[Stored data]
>>>>>
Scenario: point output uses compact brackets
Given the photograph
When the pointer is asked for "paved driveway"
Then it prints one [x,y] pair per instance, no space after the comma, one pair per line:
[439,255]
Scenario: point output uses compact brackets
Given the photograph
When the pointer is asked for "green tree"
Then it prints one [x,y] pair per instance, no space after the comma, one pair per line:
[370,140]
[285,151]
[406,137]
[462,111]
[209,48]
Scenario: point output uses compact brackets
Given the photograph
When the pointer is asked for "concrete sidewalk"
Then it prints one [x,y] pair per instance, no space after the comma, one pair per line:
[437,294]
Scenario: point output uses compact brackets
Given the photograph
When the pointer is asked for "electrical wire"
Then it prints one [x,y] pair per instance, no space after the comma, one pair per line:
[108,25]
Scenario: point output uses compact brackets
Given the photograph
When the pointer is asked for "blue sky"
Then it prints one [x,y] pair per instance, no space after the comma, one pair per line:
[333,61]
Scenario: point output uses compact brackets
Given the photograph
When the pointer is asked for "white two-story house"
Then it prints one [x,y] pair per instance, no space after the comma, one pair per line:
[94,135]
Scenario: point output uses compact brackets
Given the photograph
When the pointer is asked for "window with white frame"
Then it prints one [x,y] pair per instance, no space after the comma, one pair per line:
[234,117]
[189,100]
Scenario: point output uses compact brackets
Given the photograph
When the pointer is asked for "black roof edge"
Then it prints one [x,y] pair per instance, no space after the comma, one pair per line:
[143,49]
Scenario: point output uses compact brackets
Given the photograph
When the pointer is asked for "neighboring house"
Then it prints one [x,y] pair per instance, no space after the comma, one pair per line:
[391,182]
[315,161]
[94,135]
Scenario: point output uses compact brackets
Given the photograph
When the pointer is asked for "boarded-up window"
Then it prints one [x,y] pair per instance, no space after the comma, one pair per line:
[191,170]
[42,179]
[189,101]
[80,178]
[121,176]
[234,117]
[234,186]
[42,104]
<<<<<
#### Aim of the task
Exactly as they appear above, write out all of the lines.

#### Exercise response
Scenario: point output uses compact brackets
Given the photograph
When the pointer is asked for "paved driveway"
Then it prints one [x,y] pair per instance, no space after the comma, one pair per line:
[439,255]
Scenario: point output uses compact brackets
Given the photograph
When the pointer is asked for "green tree"
Then it prints one [x,y] pair per instance, no space after the comma, one pair per line:
[370,140]
[285,151]
[406,137]
[462,111]
[209,48]
Scenario: point output uses compact brackets
Given the photograph
When the pointer is asked for "concrete sidewalk"
Then it prints one [x,y] pair per instance, no space after the comma, one pair per line:
[437,294]
Scenario: point output uses compact brackets
Given the photograph
When the pointer is asked for "electrical wire"
Then it prints one [x,y] pair per instance, no space after the comma, one pair per line:
[108,25]
Scenario: point output uses compact brackets
Given the photograph
When the pointer is asked for "blue sky"
Then it prints one [x,y] pair per instance, no space after the comma, one pair per line:
[333,61]
Scenario: point output uses compact brackets
Given the photograph
When the pointer is asked for "white two-story house"
Then it prints one [x,y] pair per instance, no space after the comma, one pair per line:
[94,135]
Scenario: point output uses compact brackets
Given the photograph
When the pointer is asked for "window with white frame"
Then it prints one [x,y] pair per instance, no space after the comma, one pair per line:
[234,117]
[189,100]
Scenario: point output uses compact brackets
Given the photograph
When the pointer is asked for "black roof edge"
Then it prints one [x,y] pair per instance, no space after the comma, one pair per line:
[143,49]
Scenario: point output uses compact brackets
Given the photograph
When the pointer is asked for "neighboring house"
Then it prints one [x,y] pair per instance, no space after the comma, one pair per line:
[391,182]
[315,161]
[94,135]
Scenario: point output uses compact brackets
Given the photograph
When the pointer is asked for "boarded-up window"
Then it prints one [x,y] pair per instance, no space after the comma, one pair per line:
[191,170]
[42,179]
[189,101]
[80,178]
[121,176]
[234,117]
[234,186]
[42,104]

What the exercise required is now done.